- **Exercise passage**
□ □ □ □

The Peril of Apostasy, Jude 4-19

J. B. Hewitt, Chesterfield

Part 7 of 8 of the series Truth for the Times

Jude realized that the need was not so much to expound the faith as to rally Christians in defence of the faith. There had secretly slipped into the churches ungodly men who were immoral in life and heretical in belief; for other types of evil influence see Gal. 2. 4, 5; 2 Cor. 11. 26; 1 Tim. 4. 1. Jude describes these men and denounces their heresies. They are described as (1) ungodly, (2) perverters of grace, (3) denying the sovereignty and Lordship of Christ, 2 Pet. 2.1.

□ □ □ □

- **Given entries**
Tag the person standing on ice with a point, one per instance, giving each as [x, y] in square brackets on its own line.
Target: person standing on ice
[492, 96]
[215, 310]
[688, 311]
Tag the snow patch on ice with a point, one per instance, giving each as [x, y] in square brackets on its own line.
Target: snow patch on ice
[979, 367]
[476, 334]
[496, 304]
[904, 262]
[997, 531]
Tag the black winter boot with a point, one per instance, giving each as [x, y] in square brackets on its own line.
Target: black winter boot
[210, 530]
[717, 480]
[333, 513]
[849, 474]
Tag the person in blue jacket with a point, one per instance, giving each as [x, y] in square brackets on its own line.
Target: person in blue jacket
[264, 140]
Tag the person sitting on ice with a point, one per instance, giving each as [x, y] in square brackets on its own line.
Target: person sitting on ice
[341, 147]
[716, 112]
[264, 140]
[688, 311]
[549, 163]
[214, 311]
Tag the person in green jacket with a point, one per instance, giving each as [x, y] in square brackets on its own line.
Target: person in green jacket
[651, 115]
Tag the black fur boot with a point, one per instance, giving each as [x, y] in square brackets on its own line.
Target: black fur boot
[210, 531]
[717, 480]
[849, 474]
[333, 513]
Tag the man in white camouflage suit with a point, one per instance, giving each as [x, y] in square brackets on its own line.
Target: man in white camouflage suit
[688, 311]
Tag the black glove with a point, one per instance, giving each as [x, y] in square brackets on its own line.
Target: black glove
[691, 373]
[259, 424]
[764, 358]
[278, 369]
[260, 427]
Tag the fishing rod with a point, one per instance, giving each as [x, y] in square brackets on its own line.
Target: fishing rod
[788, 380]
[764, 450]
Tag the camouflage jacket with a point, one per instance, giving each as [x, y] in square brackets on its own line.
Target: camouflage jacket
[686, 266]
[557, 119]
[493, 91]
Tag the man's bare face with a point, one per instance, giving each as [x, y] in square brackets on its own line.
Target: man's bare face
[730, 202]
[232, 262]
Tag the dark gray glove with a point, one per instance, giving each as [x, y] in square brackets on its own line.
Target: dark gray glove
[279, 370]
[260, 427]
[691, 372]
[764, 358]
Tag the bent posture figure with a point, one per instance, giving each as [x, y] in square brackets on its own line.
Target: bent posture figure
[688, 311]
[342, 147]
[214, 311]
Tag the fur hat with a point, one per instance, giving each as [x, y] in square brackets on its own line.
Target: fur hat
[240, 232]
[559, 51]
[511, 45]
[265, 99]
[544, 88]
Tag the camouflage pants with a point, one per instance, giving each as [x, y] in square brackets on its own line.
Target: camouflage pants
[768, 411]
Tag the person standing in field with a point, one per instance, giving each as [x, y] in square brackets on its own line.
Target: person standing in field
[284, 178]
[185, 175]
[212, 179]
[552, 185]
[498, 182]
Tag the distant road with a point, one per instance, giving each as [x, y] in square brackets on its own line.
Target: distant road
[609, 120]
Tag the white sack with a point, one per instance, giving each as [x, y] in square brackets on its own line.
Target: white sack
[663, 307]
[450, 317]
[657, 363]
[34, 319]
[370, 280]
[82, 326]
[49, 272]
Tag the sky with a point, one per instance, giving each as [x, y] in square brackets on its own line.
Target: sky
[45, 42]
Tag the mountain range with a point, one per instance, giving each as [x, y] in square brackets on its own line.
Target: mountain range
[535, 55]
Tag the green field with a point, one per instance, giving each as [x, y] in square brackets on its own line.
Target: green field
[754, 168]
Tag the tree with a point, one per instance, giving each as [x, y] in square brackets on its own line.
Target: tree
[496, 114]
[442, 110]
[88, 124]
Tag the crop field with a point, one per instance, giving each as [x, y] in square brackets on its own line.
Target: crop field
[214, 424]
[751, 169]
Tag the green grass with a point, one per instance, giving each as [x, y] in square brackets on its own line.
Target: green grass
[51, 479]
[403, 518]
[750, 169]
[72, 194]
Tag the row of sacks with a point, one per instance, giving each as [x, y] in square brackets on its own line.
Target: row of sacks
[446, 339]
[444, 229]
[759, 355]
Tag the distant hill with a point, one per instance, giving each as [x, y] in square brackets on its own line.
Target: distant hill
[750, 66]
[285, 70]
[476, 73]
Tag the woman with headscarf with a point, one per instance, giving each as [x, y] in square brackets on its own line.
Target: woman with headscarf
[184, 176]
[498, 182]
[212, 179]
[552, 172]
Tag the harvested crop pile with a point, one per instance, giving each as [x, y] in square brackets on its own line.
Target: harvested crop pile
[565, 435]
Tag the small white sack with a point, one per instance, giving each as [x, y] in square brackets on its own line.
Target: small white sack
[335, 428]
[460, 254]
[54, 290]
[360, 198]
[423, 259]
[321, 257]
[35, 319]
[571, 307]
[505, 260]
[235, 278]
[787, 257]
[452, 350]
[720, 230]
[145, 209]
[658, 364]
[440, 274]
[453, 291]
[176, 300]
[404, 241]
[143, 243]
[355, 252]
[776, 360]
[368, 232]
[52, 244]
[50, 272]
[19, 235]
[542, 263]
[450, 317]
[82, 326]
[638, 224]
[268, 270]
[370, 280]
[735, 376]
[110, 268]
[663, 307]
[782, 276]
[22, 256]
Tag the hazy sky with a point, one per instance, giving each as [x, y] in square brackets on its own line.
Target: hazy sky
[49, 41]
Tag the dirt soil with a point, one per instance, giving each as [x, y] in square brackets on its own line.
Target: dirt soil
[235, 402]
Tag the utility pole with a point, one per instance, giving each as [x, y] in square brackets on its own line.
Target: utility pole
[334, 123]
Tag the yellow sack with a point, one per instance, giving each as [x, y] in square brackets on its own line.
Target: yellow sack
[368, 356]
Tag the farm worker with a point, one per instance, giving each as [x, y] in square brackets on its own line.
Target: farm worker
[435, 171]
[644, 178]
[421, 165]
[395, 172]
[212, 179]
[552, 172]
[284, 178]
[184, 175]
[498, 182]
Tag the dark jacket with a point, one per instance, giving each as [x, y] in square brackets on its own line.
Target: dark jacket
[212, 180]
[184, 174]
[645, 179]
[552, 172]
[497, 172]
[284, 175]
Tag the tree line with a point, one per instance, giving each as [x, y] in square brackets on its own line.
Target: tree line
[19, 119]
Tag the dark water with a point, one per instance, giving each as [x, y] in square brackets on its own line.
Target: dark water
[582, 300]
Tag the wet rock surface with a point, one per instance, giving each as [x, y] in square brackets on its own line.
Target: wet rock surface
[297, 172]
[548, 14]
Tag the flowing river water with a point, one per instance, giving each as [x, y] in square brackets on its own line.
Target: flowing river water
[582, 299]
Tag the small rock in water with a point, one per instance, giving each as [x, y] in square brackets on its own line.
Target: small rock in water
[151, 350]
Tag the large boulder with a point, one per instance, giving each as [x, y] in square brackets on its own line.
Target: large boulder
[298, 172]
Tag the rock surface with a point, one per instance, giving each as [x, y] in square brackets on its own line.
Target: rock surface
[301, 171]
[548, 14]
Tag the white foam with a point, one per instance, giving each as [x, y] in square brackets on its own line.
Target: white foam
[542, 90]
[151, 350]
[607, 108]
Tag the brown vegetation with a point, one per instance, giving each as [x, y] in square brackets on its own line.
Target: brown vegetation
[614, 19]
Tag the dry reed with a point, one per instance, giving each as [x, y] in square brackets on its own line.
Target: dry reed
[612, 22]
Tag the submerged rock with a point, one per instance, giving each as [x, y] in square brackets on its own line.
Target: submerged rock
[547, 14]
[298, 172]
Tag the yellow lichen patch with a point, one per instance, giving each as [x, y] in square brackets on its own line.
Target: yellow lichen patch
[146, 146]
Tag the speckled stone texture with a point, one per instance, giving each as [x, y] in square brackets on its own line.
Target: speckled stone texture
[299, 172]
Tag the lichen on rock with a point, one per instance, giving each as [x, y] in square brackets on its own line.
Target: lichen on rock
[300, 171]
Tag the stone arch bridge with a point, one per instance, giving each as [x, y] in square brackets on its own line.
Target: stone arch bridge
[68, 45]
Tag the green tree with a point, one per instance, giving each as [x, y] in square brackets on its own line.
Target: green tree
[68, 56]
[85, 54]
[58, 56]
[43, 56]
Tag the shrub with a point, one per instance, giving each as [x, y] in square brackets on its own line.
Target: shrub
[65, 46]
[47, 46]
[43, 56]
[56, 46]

□ □ □ □

- **Directions**
Write the next part of the passage on apostasy in Jude, starting after its final sentence. The material is separate from the passage on apostasy in Jude.

- **Response to the task**
Apostasy Described, v. 4,—their craftiness, character, conduct and contention. An apostate is an ungodly man, destitute of reverential awe towards God. He may not be iniquitous, criminal or depraved, but is of his father the devil, John 8. 44. Even a born-again person may embrace some heresy, but cannot become an apostate. An apostate may have received light but not life. They deliberately reject the truth, 2 Thess. 2. 10; Luke 8. 13; 2 Tim. 3. 5. They refuse to submit to God, acting independently of, and in opposi­tion to, God.

The grace of God has never reached their soul nor controlled their con­science. When grace is perverted into licence to sin, apostasy has come in. Theologians apply the name "antinomi-anism" to this phenomenon of lawless­ness. These men argued that, since they were under grace, the law was irrelevant and its ethical demands no longer obligatory. They were marked by blatant immorality. They denied the Lord and Master in a two-fold way, in doctrine and in life, 1 John 2. 22-23. They denied His universal sovereignty, pre-existence, Saviourhood and Messiahship. They represent Him as a mere man neither pre-existent nor virgin-born, and deny the resurrection of our glorious Lord.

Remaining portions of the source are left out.